Le débat né il y a plus de 20 ans sur la compatibilité des libertés et des droits de la personne avec l'exécution du contrat de travail n'est pas clos. Il est, en effet, régulièrement ravivé par des initiatives salariales ou patronales justifiées tantôt par la volonté de faire valoir un droit dont l'usage semble abusivement restreint, tantôt par le souci de faire prévaloir les intérêts de l'entreprise.

C'est le Conseil d'État qui, en 1962, déclare pour la première fois qu'un règlement intérieur ne peut comporter de limitations qui excèdent par leur généralité l'étendue des sujétions qu'un employeur peut imposer à son personnel afin d'assurer le bon ordre et la discipline. En 1980, la Haute juridiction administrative précise à un employeur, voulant assurer l'hygiène et la sécurité et soumettre ses salariés à l'épreuve de l'alcootest que les droits de la personne ne pouvaient être limités que si le but recherché rendait nécessaires les restrictions et ne concernait pas indistinctement l'ensemble des salariés. Ce n'est qu'en 1982, avec les lois Auroux et plus précisément celle du 4 août 1982 qu'apparaît l'idée que le règlement intérieur «ne peut apporter aux droits et libertés des personnes des restrictions qui ne seraient pas justifiées par la nature de la tâche à accomplir, ni proportionnées au but recherché ». Mais l'exercice du pouvoir réglementaire de l'employeur ne constitue pas l'unique occasion d'atteinte possible aux libertés. La loi du 31 décembre 1992, initialement animée par le souci d'assurer le respect des libertés individuelles au moment de l'embauche, devient, grâce à l'article L 1121-1 du code du travail qui reprend mot pour mot les termes de l'article L 122- 35, un instrument de protection des libertés tout au long de la vie professionnelle du salarié.

L'évocation rapide de cette évolution conduit alors à se demander s'il existe des libertés dont l'employeur peut restreindre l'exercice et d'autres, au contraire, qui revêtent un caractère absolu.

C'est sans doute le concept de « dignité humaine » qui fédère un ensemble de droits et de libertés auquel aucune autorité ne semble pouvoir porter atteinte. Présente dans des textes hiérarchiquement supérieurs aux lois ordinaires, tels que la Déclaration universelle des droits de l'homme adoptée an 1948, cette notion est largement répandue en droit du travail.

--

- _Votre tâche_: Recopiez mot pour mot le passage de l'extrait qui va de « Le débat né » jusqu'à « intérêts de l'entreprise. » inclus. Appuyez-vous uniquement sur l'extrait.

- _Matériel fourni_:
--

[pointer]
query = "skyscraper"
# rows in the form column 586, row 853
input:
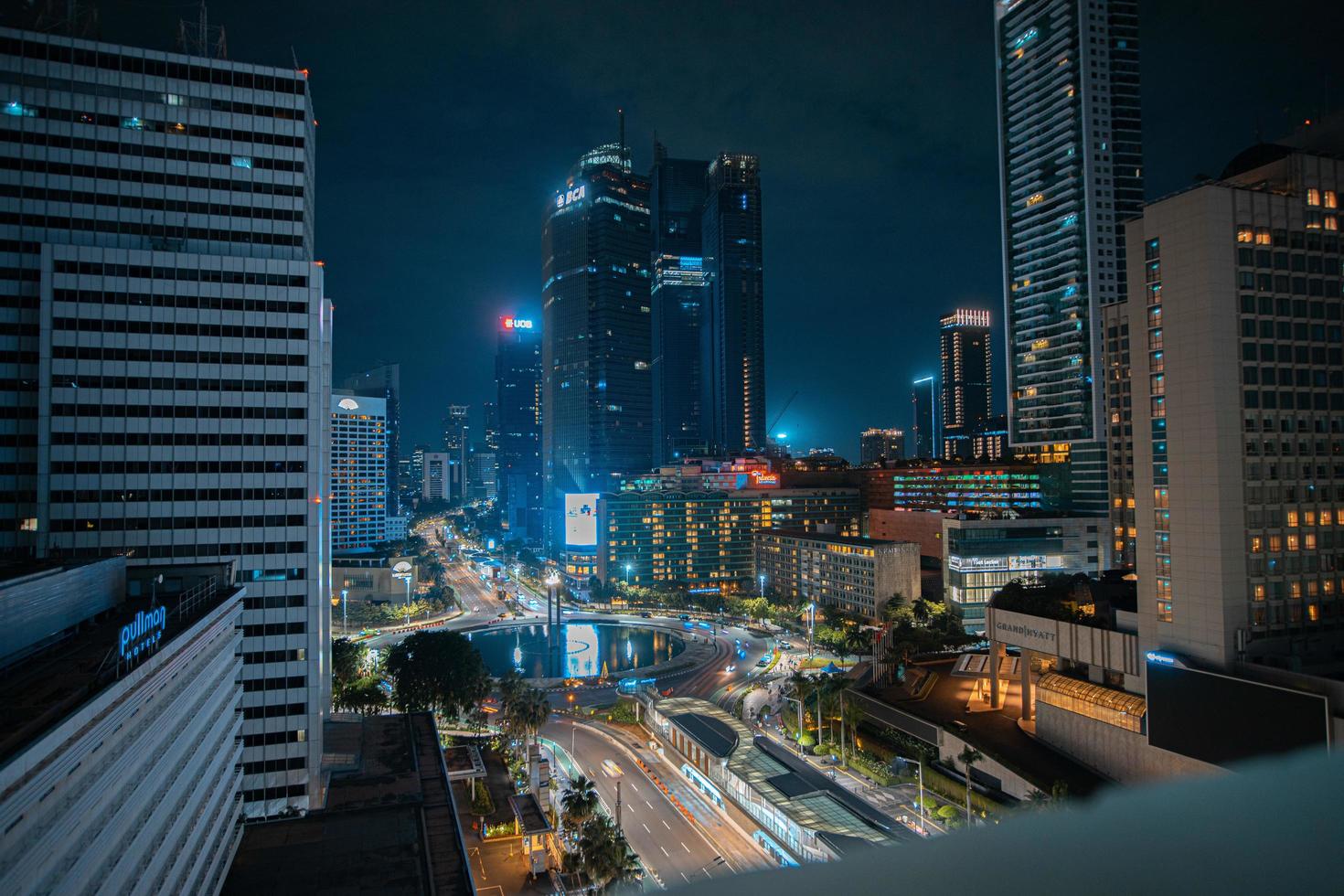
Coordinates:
column 677, row 298
column 923, row 407
column 964, row 346
column 168, row 351
column 597, row 415
column 385, row 382
column 359, row 472
column 517, row 380
column 878, row 445
column 1070, row 171
column 732, row 317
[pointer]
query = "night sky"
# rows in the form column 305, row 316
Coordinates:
column 446, row 128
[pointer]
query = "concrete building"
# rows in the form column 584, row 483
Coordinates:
column 1070, row 171
column 877, row 445
column 705, row 539
column 858, row 575
column 966, row 355
column 172, row 395
column 122, row 762
column 359, row 472
column 983, row 555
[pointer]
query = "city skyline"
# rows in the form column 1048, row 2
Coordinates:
column 946, row 166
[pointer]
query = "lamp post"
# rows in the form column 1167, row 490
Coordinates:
column 923, row 827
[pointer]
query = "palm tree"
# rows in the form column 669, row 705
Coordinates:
column 969, row 756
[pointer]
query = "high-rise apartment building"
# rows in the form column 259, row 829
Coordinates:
column 385, row 382
column 732, row 317
column 878, row 445
column 964, row 348
column 517, row 380
column 1070, row 171
column 359, row 472
column 167, row 351
column 597, row 414
column 923, row 410
column 1238, row 380
column 677, row 295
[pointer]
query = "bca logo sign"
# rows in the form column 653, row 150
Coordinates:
column 571, row 197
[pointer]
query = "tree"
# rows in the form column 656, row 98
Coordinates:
column 968, row 758
column 436, row 670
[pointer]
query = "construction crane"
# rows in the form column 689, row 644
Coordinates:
column 780, row 415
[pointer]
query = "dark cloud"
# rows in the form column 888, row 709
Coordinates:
column 445, row 126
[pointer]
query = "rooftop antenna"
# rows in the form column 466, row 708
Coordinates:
column 200, row 37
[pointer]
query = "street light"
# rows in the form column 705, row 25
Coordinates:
column 923, row 827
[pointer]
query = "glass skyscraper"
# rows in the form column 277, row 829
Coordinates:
column 732, row 329
column 1070, row 171
column 597, row 417
column 677, row 298
column 517, row 412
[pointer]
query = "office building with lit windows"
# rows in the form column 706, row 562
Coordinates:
column 171, row 392
column 966, row 357
column 517, row 382
column 597, row 412
column 857, row 575
column 1070, row 171
column 880, row 446
column 359, row 472
column 732, row 331
column 677, row 294
column 1238, row 379
column 705, row 539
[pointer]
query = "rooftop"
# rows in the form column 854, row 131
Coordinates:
column 50, row 686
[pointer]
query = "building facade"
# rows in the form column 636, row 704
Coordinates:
column 1070, row 171
column 705, row 539
column 857, row 575
column 983, row 555
column 171, row 398
column 597, row 412
column 878, row 446
column 966, row 357
column 1240, row 410
column 732, row 329
column 923, row 410
column 677, row 294
column 517, row 380
column 359, row 472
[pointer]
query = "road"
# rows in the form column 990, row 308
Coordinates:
column 674, row 848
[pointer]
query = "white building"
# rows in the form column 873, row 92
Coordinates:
column 169, row 349
column 359, row 472
column 120, row 762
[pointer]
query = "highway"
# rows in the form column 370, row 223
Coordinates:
column 675, row 849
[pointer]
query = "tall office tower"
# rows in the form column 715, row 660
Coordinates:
column 923, row 407
column 457, row 445
column 1238, row 380
column 1120, row 434
column 385, row 382
column 878, row 445
column 597, row 409
column 167, row 351
column 359, row 472
column 491, row 423
column 677, row 200
column 732, row 317
column 964, row 348
column 1070, row 171
column 517, row 382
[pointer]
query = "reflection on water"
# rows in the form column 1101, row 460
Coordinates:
column 581, row 649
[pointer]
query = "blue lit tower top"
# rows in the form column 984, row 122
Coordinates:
column 1070, row 171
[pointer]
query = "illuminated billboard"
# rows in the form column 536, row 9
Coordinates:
column 581, row 520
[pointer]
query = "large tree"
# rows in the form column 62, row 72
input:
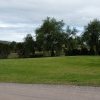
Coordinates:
column 71, row 38
column 29, row 46
column 49, row 36
column 92, row 35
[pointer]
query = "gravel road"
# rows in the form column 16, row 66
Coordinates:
column 47, row 92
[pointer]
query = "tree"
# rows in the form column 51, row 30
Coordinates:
column 4, row 50
column 92, row 36
column 71, row 38
column 29, row 46
column 49, row 36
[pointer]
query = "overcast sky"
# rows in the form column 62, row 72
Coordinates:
column 21, row 17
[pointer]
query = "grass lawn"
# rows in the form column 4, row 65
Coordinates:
column 79, row 70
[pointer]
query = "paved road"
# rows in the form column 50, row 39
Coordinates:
column 47, row 92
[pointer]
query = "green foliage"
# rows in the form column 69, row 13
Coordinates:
column 4, row 50
column 81, row 70
column 92, row 35
column 50, row 35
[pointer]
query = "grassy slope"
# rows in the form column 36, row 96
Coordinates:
column 61, row 70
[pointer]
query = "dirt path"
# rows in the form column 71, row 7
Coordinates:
column 47, row 92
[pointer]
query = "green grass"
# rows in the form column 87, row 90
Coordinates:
column 58, row 70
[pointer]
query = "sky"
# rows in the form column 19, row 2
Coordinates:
column 21, row 17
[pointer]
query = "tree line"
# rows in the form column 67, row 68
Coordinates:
column 53, row 39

--

- _Résultat complet_:
Le débat né il y a plus de 20 ans sur la compatibilité des libertés et des droits de la personne avec l'exécution du contrat de travail n'est pas clos. Il est, en effet, régulièrement ravivé par des initiatives salariales ou patronales justifiées tantôt par la volonté de faire valoir un droit dont l'usage semble abusivement restreint, tantôt par le souci de faire prévaloir les intérêts de l'entreprise.